____ SUPPLIED MATERIAL

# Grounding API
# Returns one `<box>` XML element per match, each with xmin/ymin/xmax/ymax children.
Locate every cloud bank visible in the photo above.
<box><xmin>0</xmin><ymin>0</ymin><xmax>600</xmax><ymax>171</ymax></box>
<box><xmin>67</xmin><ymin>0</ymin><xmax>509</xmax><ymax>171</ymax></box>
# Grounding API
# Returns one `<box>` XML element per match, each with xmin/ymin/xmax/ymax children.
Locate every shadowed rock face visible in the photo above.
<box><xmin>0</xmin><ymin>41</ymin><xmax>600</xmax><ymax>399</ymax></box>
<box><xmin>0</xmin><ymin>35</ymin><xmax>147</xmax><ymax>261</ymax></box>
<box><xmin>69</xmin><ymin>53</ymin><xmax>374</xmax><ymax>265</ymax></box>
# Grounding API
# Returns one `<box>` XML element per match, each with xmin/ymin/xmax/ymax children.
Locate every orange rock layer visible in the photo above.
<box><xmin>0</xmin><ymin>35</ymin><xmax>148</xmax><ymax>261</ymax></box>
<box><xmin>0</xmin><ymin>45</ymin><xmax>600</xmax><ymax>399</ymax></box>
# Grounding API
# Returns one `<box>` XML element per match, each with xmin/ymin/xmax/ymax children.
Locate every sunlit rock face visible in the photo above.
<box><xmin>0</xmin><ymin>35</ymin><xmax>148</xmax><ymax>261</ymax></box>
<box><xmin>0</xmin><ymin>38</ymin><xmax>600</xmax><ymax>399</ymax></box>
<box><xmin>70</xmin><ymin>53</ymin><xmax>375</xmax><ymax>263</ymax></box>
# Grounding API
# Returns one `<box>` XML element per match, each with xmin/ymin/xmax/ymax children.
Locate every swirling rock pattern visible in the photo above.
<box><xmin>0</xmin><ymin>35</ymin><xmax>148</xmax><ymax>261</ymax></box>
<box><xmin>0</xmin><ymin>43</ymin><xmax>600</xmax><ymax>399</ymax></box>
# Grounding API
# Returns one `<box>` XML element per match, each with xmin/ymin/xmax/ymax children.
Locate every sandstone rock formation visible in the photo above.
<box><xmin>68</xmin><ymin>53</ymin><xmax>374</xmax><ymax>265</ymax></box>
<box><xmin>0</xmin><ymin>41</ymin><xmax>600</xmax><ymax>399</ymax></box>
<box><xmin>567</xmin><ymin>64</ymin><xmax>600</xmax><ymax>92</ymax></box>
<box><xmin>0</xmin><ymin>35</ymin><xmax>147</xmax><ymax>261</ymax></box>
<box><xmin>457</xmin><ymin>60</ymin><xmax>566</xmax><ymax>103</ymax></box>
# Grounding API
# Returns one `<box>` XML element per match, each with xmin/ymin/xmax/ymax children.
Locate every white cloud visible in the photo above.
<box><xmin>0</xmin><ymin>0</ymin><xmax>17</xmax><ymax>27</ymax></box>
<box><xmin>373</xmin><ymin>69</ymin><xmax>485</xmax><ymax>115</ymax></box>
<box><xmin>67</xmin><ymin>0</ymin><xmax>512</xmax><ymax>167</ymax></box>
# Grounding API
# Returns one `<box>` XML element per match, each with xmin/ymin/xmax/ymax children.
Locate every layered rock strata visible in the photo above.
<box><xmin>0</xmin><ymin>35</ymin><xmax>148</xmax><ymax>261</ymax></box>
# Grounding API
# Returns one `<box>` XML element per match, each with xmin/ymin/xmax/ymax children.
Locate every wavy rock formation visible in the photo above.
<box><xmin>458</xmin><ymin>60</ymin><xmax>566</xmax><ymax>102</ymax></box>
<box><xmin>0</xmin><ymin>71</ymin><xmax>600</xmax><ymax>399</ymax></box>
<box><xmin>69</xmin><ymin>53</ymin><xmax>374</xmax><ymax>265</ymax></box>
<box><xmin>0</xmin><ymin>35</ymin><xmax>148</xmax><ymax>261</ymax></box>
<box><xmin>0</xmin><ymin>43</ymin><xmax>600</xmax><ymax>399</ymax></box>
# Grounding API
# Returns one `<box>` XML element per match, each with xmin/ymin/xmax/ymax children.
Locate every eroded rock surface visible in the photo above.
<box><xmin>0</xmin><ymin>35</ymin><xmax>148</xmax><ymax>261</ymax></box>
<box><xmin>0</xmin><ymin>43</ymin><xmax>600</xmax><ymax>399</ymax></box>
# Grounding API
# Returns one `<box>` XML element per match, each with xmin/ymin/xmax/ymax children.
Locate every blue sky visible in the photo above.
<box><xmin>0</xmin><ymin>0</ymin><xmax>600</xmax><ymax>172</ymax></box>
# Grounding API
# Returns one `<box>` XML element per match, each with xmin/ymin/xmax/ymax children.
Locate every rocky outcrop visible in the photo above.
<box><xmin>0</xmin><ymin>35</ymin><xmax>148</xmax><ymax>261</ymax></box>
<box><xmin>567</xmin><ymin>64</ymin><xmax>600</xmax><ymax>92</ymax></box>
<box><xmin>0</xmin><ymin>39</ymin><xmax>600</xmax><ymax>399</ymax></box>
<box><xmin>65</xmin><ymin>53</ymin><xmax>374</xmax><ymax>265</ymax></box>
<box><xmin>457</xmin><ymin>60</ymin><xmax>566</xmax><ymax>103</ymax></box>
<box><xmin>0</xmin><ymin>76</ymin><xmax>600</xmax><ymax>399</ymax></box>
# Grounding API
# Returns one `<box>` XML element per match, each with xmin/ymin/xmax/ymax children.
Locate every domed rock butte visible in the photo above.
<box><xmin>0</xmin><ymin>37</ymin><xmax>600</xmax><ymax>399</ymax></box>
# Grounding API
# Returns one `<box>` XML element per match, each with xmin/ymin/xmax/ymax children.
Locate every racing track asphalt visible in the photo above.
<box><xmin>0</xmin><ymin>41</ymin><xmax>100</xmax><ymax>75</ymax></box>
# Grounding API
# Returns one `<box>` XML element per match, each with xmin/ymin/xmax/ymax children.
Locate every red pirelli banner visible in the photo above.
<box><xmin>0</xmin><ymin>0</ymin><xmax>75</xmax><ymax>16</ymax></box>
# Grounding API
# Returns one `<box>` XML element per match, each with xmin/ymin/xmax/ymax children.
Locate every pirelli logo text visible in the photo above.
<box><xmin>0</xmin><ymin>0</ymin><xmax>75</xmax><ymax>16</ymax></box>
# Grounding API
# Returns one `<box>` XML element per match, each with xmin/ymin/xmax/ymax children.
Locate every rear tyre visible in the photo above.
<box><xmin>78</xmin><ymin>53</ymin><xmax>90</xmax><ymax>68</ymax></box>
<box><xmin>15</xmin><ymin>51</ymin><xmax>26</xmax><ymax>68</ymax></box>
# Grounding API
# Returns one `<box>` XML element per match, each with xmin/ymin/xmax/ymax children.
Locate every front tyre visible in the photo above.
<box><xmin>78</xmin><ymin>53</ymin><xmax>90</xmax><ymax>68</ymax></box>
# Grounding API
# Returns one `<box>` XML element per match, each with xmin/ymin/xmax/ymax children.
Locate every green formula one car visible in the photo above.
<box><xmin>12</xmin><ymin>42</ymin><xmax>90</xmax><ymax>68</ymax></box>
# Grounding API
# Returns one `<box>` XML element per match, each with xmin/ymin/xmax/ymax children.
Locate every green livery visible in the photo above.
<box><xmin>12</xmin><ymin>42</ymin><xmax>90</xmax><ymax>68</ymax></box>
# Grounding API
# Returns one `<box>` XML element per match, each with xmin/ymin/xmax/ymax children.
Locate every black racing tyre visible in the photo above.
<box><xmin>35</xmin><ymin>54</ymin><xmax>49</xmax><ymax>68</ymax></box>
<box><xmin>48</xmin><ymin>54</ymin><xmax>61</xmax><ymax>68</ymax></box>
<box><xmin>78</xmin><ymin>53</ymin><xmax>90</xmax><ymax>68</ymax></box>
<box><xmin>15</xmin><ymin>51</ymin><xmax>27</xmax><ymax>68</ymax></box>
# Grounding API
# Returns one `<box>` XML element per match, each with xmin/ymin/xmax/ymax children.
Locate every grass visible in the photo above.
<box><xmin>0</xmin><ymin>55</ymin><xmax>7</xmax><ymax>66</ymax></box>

________

## SET PROBLEM
Gather every line of the material above that contains the word "pirelli", and copy each one out in full.

## FINISHED EXERCISE
Locate every red pirelli banner visible in the photo above.
Locate every pirelli logo text visible in the photo above.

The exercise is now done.